───── Exercise material ─────

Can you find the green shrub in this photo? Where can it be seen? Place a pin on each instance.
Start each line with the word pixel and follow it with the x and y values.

─────
───── Exercise material ─────

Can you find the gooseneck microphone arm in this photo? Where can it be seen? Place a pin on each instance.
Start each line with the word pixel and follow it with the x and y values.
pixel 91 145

─────

Given problem:
From the records above, copy each line that contains the word "Place", treating uppercase and lowercase letters as distinct.

Finished answer:
Can you find the green shrub in this photo? Where can it be seen? Place a pin on each instance.
Can you find the gooseneck microphone arm in this photo? Where can it be seen? Place a pin on each instance.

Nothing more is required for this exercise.